**Source passage:**
If one were to pay attention to such things, they would know that drinking Coca-Cola (or any high-fructose corn syrup soda for that matter) is not good for you, even under the best of circumstances. And we’re not sure if you’ve heard, but McDonald’s doesn’t have the greatest rep when it comes to its coffee.
But when the Diet Coke is laced with an opioid, and the latte is more cleaning solution than steamed milk, things get even worse. Just ask two McDonald’s customers who got a lot more than they bargained for in their beverages.
Drive Thru Dangers
Trevor Walker ordered two McDonald’s happy meals for his kids, and two chicken sandwich meals for he and his wife, including two Diet Cokes. One of those Diet Cokes, as Walker would later find out, was laced with buprenorphine — a heroin substitute, an opioid to treat opioid addiction. Fortunately for Walker and his children, he was home, composing an email when the drugs took hold, and was able to put his 8-year-old in charge of his one-year-old and fire off two frantic texts to his wife before he finally collapsed:
“Something is vey [sic] wrong with me. I am having sensations in my arms and everything is moving slowly. I’m feeling scared. I don’t know what to do.”
“I’m so scared I’m trying to be calm. I need you.”
Walker’s wife found him on the floor, and neighbors helped get him to a hospital. Walker, is, for the most part, fine now, but still suffers from severe anxiety and post-traumatic stress following the incident, according to his lawsuit against McDonald’s. Walker claims the fast food chain is liable for breach of implied warranty, negligence, and negligent infliction of emotional distress after tracing the tainted beverage to a particular employee whose social media posts suggest he was both a drug user and no stranger to “disrespecting McDonald’s customers through the Drive-Thru window.”

**Data provided:**
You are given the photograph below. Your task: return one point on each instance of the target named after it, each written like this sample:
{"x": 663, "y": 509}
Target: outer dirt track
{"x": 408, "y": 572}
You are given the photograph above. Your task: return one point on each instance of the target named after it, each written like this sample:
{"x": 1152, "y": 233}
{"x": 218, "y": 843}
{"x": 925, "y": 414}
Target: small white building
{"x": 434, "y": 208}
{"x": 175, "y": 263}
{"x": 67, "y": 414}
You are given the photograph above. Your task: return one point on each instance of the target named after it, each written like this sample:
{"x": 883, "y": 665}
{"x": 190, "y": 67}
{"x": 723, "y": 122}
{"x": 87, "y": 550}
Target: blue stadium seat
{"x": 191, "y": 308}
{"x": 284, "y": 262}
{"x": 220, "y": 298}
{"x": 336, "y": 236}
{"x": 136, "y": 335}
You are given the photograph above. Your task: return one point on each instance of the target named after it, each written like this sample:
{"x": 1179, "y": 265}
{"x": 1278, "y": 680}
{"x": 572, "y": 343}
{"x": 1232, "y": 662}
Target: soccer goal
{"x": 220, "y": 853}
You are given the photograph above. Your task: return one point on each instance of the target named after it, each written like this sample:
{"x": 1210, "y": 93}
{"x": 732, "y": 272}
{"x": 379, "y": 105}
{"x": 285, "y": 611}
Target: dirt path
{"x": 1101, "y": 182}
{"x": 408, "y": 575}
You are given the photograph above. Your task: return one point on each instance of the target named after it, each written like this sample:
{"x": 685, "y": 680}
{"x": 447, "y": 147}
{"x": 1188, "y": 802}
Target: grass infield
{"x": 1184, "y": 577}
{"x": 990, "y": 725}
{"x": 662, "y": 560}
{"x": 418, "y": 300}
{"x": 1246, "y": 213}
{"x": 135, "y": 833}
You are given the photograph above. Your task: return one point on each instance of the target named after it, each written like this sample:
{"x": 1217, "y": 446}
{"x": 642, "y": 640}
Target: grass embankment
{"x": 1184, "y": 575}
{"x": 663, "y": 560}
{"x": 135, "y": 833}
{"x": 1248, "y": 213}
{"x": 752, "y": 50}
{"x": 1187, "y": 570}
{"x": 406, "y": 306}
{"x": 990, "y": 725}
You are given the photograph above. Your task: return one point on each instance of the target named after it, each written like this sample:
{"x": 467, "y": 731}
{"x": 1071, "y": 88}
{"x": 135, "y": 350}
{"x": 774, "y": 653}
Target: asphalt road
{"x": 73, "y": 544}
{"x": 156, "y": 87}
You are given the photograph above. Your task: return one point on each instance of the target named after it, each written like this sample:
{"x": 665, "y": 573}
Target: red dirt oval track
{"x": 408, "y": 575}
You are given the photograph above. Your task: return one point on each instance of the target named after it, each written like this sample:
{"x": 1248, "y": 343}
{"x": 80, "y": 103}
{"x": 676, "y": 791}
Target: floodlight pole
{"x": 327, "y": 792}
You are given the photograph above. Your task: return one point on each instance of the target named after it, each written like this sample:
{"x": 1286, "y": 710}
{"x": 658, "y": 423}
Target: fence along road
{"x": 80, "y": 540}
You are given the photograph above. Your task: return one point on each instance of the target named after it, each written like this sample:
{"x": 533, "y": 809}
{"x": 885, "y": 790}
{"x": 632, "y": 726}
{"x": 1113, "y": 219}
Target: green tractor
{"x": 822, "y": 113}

**Tasks for this exercise:**
• a. List every legal claim Walker brings against McDonald's in the tainted-drinks passage.
• b. Output the tainted-drinks passage starting at "But when the" and ending at "in their beverages.".
None of the data is needed for this work.

**Answers provided:**
• a.
- Breach of implied warranty
- Negligence
- Negligent infliction of emotional distress

• b.
But when the Diet Coke is laced with an opioid, and the latte is more cleaning solution than steamed milk, things get even worse. Just ask two McDonald’s customers who got a lot more than they bargained for in their beverages.